WHAT TO WORK ON> Print the listing below in its entirety, character for character.

EXCERPTED RECORDS>

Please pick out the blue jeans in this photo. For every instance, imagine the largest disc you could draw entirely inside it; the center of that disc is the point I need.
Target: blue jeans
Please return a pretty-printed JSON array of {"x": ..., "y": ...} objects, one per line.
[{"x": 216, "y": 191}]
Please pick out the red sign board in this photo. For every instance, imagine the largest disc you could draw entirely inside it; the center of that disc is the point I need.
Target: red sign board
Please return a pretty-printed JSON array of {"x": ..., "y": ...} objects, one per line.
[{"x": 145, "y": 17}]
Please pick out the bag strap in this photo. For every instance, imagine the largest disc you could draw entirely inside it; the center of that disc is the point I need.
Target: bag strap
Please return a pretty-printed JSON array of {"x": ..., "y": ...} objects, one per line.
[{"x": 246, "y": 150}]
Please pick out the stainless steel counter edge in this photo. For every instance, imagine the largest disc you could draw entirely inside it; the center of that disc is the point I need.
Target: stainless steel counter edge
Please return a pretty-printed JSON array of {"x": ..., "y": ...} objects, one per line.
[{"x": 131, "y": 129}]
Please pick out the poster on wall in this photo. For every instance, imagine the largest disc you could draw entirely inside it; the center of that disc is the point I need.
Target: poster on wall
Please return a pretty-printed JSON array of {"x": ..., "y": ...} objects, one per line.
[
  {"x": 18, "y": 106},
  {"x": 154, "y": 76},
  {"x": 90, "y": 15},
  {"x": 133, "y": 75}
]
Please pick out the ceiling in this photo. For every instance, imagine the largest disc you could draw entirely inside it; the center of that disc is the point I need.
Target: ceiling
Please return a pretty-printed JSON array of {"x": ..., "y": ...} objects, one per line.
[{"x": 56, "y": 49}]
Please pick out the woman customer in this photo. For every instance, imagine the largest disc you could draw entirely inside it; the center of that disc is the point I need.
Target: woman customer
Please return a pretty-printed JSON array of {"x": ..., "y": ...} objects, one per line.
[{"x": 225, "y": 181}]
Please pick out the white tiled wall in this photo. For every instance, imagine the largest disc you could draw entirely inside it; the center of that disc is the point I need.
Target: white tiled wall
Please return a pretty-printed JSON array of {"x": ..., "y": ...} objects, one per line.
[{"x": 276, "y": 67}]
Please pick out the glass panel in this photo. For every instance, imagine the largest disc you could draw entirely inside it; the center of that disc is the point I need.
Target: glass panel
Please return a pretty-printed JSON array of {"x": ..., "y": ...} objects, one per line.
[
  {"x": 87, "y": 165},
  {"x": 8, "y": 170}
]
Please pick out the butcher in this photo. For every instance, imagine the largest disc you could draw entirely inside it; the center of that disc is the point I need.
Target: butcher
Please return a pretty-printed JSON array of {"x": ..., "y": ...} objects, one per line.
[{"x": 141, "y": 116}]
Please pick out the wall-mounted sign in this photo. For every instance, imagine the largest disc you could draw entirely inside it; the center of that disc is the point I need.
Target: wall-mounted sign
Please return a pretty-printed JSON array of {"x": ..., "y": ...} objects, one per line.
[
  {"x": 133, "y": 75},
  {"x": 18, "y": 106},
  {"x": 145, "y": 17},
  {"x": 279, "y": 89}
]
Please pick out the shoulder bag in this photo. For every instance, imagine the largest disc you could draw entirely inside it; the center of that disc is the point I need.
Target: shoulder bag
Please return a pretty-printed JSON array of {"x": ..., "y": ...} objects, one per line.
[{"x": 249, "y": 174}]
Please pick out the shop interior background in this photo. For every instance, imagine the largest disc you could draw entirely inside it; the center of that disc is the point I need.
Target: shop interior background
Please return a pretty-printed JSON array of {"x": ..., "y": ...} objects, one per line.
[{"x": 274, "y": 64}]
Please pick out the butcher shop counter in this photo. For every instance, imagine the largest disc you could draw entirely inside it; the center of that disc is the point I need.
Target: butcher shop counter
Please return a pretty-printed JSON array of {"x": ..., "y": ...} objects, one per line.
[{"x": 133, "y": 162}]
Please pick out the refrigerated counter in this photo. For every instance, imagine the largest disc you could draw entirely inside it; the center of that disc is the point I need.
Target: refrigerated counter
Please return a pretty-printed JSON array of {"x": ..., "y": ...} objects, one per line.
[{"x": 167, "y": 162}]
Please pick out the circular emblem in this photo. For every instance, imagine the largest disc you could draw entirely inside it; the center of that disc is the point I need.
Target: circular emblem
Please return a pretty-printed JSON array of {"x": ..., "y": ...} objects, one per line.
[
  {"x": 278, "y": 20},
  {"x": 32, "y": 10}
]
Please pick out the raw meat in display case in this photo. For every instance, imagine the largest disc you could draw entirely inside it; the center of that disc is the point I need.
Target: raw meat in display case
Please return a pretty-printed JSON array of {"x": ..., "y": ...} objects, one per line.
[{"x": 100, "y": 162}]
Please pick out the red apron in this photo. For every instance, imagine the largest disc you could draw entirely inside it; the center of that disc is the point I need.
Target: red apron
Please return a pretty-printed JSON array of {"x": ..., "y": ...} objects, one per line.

EXERCISE RESPONSE>
Please pick out the blue jeans in this photo. For every instance, imagine the largest disc you could draw entirely inside it; the center of that disc is the point I need.
Target: blue jeans
Please return a pretty-printed JSON array of {"x": ..., "y": ...} objects, one per line.
[{"x": 216, "y": 191}]
Please pick out the red sign board in this photo. For every instance, imagine the largest disc you could draw entirely inside it; the center of that disc is the point I need.
Target: red sign board
Please return a pretty-printed JSON array of {"x": ..., "y": ...} objects, one per line.
[{"x": 145, "y": 17}]
Please pick out the bag strap in this photo. For every instance, imagine the largest disc you could draw entirely inside it; the center of that disc is the point I need.
Target: bag strap
Please return a pretty-printed JSON array of {"x": ..., "y": ...} objects, one per line.
[{"x": 246, "y": 150}]
Please pick out the stainless steel counter edge in this photo. For every instance, imagine the largest disc you could draw entirely inside it; the center of that disc is the point I need.
Target: stainless steel counter edge
Please return a pretty-printed JSON array of {"x": ..., "y": ...} objects, one per line.
[{"x": 131, "y": 129}]
Please pick out the poster on wall in this photo. For every instance, imagine the largest disc you could draw entirely inside it; the center of that disc is the point I need.
Target: poster on wall
Please return a pretty-printed JSON array of {"x": ..., "y": ...} objects, one per line.
[
  {"x": 18, "y": 106},
  {"x": 154, "y": 76},
  {"x": 90, "y": 15},
  {"x": 133, "y": 75}
]
Please pick out the ceiling in this photo. For every instance, imagine the largest disc you could draw entirely inside it; the center of that disc is the point I need.
Target: ceiling
Please return a pretty-printed JSON array of {"x": ..., "y": ...} objects, one per line.
[{"x": 56, "y": 49}]
Please pick out the woman customer in this photo. For every instance, imagine the largest disc you could draw entirely inside it; the center of that disc is the point I need.
Target: woman customer
Please return a pretty-printed JSON array of {"x": ..., "y": ...} objects, one per line.
[{"x": 225, "y": 181}]
Please pick out the white tiled wall in this photo. For every instance, imagine the largest disc you could draw entirely inside it; the center of that disc is the point I need.
Target: white tiled wall
Please return a pretty-printed JSON array of {"x": ..., "y": ...} objects, one per line.
[{"x": 276, "y": 67}]
Please pick out the glass panel in this photo. For every instance, imagine the largest disc you could draw entirely inside it; the center of that disc is the point I need.
Target: glass panel
Please return a pretty-printed JSON array of {"x": ..., "y": ...} objects, one per line.
[
  {"x": 87, "y": 165},
  {"x": 8, "y": 170}
]
Please pick out the butcher in this photo. For every instance, imagine the largest disc you could draw entirely inside it; the center of that disc is the point I need.
Target: butcher
Please return a pretty-printed JSON array of {"x": ..., "y": ...} objects, one per line.
[{"x": 141, "y": 116}]
Please pick out the wall-mounted sign in this photo. For every instance, imagine the largest disc you could draw entirely inside it; the center of that disc is the point I need.
Target: wall-mounted sign
Please return a pretty-printed JSON array of {"x": ..., "y": ...} objects, one per line.
[
  {"x": 133, "y": 75},
  {"x": 18, "y": 106},
  {"x": 145, "y": 17},
  {"x": 279, "y": 89}
]
Please pick out the shoulder bag in this photo. For every instance, imagine the largest disc you could draw entirely inside it; the center of that disc is the point I need.
Target: shoulder bag
Please return a pretty-printed JSON array of {"x": ..., "y": ...} objects, one per line.
[{"x": 249, "y": 174}]
Please pick out the shop interior background in this photo. For every instance, imagine the largest disc you could draw entirely inside it; the center of that disc is the point I need.
Target: shop interior background
Please return a pretty-printed JSON array of {"x": ..., "y": ...} objects, one per line.
[{"x": 274, "y": 64}]
Please pick out the butcher shop counter in this photo. For every instance, imagine the largest disc you could draw entirely inside it; the center of that disc is the point I need.
Target: butcher shop counter
Please return a pretty-printed JSON array of {"x": ..., "y": ...} objects, one per line.
[{"x": 133, "y": 162}]
Please pick out the refrigerated counter in this photo. For every instance, imagine the largest disc you could draw entirely inside it; the center of that disc is the point I need.
Target: refrigerated counter
Please return a pretty-printed JSON array of {"x": ..., "y": ...} objects, one per line.
[{"x": 167, "y": 162}]
Please pick out the circular emblem in this photo. For every instance, imagine the largest disc you could draw entirely inside it; the center of that disc is the point I need.
Target: circular emblem
Please return a pretty-printed JSON array of {"x": ..., "y": ...} objects, one per line.
[
  {"x": 278, "y": 20},
  {"x": 32, "y": 10}
]
Please pick out the raw meat in display case in this photo. For every instance, imagine the largest disc you could draw entirely inside it; the center of that disc is the point I need.
Target: raw meat in display case
Please return a pretty-printed JSON array of {"x": ..., "y": ...} objects, one per line.
[{"x": 100, "y": 162}]
Please pick out the red apron in this photo. For every instance, imagine the largest disc you could draw entirely inside it; the center of that disc is the point I need.
Target: red apron
Please return a pretty-printed JSON array of {"x": ..., "y": ...} objects, one per line.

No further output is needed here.